文档片段:
徐振强:紧扣城市新常态展望智慧城市2017

我国智慧城市建设历经五年政策设计、试点建设、行业聚力和社会关注,已经从理念探讨、定义辨析、初期尝试、跨界融合、模式完善到新的思维创新。质量与安全正逐渐成为核心主题之一。“城市大脑”是从综合技术整合向城市深度认知转型的标志性体现,善用其思维来创新实践是提升智慧城市发展质量的有效路径。围绕智慧城市建设的突出问题,凝聚全行业要素构建新时期的发展要略是实现智慧城市事业化的唯一途径。坚持“神经网络”和“毛细血管网络”等感性理论,回归“城市大脑”思维,逐步厘清定义并多元包容性阐释,检视既有成功路径;回归城市本源,探索跨界创新通道,加快以信息化先进产能为代表的载体稳健落地和有效运营;融合理念与维度,构建推进智慧城市的长效机制;深刻把握特别是与人口、城镇化和宏观经济相匹配的城市新常态,理性策划项目;以强健城市信息基础能力建设,带动知识学习和再次创新,加快布局四个先导,合理实施“智慧城市+”,从技术集到大脑思维,促进新时期智慧城市政策规范、实施准则、建设模式、能力建设、产业孵化、第三方评估和国际合作等取得实质性进展。

数据内容:
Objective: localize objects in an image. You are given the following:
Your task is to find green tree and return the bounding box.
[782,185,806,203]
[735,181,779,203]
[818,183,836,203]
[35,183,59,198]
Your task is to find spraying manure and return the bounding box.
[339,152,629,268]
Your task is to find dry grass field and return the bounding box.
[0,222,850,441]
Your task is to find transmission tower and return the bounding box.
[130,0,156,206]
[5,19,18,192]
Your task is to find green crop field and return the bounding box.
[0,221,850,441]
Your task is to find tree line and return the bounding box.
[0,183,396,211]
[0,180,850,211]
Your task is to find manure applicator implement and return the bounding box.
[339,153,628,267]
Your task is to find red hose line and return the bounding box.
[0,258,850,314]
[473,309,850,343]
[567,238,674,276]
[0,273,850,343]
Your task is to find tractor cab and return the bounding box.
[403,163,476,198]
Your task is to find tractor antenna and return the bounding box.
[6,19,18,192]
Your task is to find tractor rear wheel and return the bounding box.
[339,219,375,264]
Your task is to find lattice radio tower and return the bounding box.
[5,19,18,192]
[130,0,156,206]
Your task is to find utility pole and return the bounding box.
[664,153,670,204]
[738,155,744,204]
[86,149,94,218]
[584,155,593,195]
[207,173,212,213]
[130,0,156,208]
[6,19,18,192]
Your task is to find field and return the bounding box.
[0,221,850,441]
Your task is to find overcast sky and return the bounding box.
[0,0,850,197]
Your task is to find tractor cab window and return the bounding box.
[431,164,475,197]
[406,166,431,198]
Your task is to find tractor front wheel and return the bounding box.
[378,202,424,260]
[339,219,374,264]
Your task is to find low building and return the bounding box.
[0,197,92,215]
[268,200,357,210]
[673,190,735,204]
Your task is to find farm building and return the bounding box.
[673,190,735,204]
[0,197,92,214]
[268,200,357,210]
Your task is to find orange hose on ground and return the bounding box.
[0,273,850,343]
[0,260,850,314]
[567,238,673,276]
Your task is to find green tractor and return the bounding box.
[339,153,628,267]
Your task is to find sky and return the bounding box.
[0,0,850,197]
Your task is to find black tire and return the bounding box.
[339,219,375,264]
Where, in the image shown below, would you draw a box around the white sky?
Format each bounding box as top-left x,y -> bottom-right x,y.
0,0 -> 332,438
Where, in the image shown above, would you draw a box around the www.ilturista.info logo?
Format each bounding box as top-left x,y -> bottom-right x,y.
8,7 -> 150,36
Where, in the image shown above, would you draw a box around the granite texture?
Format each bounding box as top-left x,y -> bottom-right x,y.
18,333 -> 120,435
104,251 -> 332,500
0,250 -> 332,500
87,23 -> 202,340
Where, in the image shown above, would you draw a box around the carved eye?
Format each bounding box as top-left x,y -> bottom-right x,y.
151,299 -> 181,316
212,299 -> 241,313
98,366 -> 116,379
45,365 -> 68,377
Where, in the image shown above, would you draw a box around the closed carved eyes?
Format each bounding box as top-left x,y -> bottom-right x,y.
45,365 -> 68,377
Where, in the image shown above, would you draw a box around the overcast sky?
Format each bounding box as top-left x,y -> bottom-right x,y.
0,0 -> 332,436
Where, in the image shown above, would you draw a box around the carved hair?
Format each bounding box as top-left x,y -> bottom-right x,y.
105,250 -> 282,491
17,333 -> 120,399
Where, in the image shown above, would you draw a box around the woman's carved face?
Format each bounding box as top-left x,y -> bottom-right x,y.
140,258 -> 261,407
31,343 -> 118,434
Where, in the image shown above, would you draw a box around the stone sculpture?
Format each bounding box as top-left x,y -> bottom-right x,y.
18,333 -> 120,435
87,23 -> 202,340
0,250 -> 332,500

任务列表:
1. 根据文档片段，“城市大脑”是哪种转型的标志性体现？
2. 请原样摘录文档片段中从“徐振强:紧扣城市新常态展望智慧城市2017”开始、到“和国际合作等取得实质性进展。”结束的部分。

书面回答:
1. “城市大脑”是从综合技术整合向城市深度认知转型的标志性体现。

2.
徐振强:紧扣城市新常态展望智慧城市2017

我国智慧城市建设历经五年政策设计、试点建设、行业聚力和社会关注,已经从理念探讨、定义辨析、初期尝试、跨界融合、模式完善到新的思维创新。质量与安全正逐渐成为核心主题之一。“城市大脑”是从综合技术整合向城市深度认知转型的标志性体现,善用其思维来创新实践是提升智慧城市发展质量的有效路径。围绕智慧城市建设的突出问题,凝聚全行业要素构建新时期的发展要略是实现智慧城市事业化的唯一途径。坚持“神经网络”和“毛细血管网络”等感性理论,回归“城市大脑”思维,逐步厘清定义并多元包容性阐释,检视既有成功路径;回归城市本源,探索跨界创新通道,加快以信息化先进产能为代表的载体稳健落地和有效运营;融合理念与维度,构建推进智慧城市的长效机制;深刻把握特别是与人口、城镇化和宏观经济相匹配的城市新常态,理性策划项目;以强健城市信息基础能力建设,带动知识学习和再次创新,加快布局四个先导,合理实施“智慧城市+”,从技术集到大脑思维,促进新时期智慧城市政策规范、实施准则、建设模式、能力建设、产业孵化、第三方评估和国际合作等取得实质性进展。